• **DATOS EXTRAÍDOS**
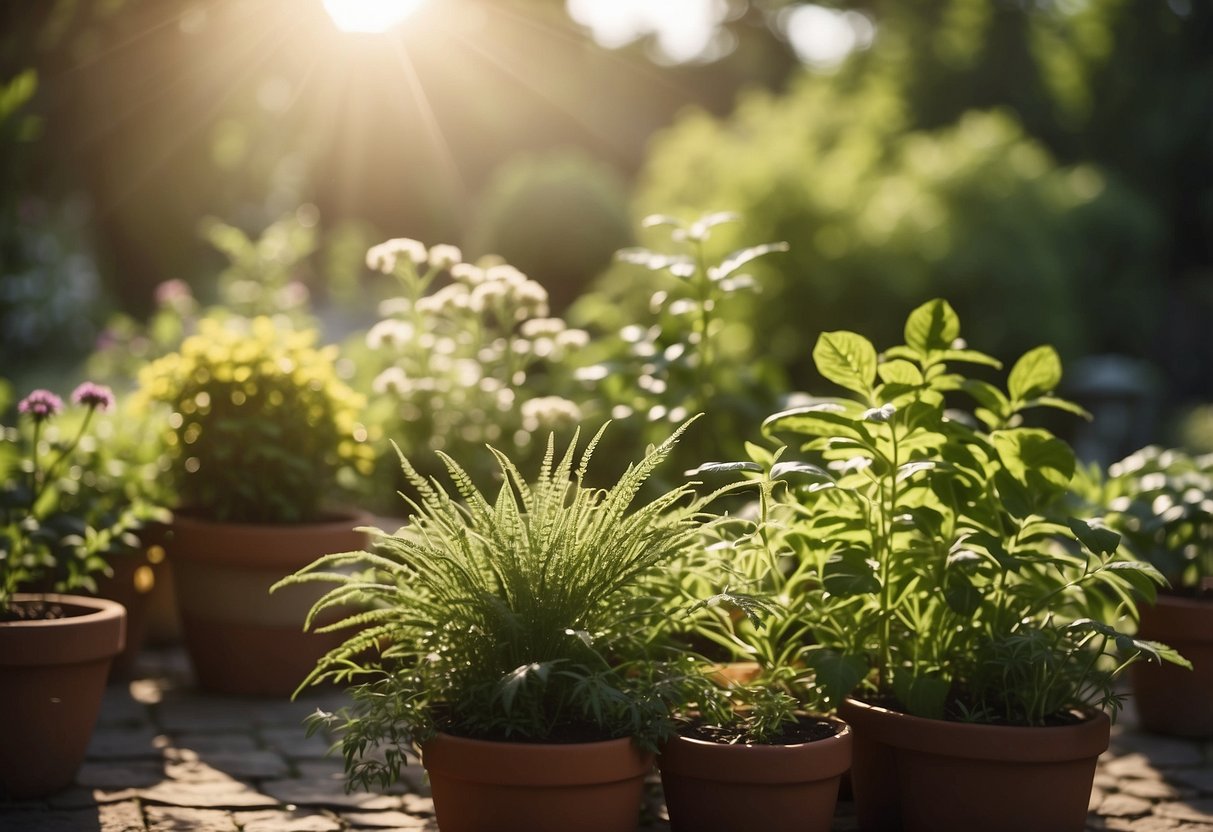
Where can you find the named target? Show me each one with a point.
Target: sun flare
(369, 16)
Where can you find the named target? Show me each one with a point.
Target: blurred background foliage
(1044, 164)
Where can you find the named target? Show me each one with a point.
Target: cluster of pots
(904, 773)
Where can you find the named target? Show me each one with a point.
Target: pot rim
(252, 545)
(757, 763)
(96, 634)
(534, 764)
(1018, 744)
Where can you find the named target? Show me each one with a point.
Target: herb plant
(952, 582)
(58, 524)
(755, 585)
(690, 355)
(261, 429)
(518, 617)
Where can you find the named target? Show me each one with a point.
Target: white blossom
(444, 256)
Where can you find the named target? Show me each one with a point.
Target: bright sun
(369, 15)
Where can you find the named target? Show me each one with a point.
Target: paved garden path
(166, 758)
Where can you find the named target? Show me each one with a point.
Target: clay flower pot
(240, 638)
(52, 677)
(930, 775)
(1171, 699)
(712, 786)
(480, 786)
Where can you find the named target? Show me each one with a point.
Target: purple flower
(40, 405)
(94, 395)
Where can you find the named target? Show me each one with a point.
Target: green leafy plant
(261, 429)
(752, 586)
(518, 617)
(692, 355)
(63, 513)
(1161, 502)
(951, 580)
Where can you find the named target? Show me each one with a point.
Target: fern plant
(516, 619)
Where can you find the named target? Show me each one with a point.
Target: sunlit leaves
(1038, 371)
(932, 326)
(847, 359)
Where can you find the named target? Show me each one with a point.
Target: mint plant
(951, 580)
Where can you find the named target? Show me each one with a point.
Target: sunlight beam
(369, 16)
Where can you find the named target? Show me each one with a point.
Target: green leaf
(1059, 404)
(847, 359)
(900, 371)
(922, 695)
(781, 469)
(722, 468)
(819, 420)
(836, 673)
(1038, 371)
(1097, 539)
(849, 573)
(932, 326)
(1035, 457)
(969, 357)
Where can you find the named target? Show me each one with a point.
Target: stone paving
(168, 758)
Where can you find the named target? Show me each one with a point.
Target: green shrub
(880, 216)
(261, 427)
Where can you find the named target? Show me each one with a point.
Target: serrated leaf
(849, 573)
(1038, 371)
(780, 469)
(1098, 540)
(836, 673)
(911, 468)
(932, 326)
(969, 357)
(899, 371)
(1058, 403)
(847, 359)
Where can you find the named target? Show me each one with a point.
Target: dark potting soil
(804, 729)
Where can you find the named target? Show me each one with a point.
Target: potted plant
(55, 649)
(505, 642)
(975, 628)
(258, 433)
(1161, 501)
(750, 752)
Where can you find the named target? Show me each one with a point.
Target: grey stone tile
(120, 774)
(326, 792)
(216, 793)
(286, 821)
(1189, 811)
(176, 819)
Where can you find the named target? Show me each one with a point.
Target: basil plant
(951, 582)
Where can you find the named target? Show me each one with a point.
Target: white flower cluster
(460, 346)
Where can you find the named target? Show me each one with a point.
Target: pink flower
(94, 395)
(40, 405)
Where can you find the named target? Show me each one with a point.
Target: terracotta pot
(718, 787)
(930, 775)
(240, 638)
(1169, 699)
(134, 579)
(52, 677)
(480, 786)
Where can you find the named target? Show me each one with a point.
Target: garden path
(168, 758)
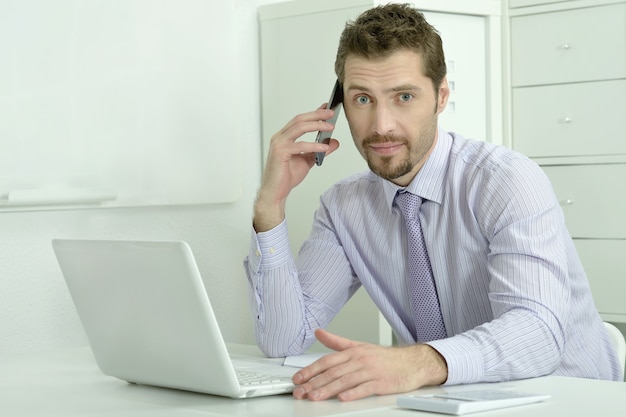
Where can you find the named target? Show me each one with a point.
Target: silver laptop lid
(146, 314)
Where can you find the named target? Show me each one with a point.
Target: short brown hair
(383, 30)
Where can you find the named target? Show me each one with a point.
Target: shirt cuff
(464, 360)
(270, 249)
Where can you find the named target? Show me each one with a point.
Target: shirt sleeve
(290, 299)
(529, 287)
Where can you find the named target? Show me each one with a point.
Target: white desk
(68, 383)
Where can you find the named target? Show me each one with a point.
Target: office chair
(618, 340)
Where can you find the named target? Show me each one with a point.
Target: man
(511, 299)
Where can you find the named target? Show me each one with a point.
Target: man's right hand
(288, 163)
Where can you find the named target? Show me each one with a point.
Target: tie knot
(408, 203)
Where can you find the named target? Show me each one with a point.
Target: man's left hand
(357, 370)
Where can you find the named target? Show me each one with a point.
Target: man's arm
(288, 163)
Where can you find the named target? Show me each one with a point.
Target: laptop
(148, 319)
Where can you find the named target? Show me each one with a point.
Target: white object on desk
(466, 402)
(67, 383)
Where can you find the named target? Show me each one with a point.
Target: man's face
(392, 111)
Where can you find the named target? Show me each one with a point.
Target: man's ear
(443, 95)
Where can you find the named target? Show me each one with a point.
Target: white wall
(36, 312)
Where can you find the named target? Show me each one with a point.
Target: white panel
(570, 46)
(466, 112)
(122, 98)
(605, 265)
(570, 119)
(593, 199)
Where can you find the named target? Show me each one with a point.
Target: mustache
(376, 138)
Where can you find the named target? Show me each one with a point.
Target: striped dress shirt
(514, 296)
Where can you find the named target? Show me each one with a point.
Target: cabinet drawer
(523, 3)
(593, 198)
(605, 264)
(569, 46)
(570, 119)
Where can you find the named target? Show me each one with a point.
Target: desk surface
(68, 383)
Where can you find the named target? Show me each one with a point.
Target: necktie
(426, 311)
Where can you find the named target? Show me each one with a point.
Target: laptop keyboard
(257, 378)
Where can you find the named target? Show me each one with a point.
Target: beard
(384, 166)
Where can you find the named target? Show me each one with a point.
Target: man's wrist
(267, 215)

• **EJERCICIO PROPUESTO**
¿Qué líneas de arriba contienen la palabra "garden"? Extrae y copia cada una de ellas, teniendo en cuenta que se distinguen mayúsculas de minúsculas.

• **TAREA RESUELTA**
Target: paved garden path
Target: garden path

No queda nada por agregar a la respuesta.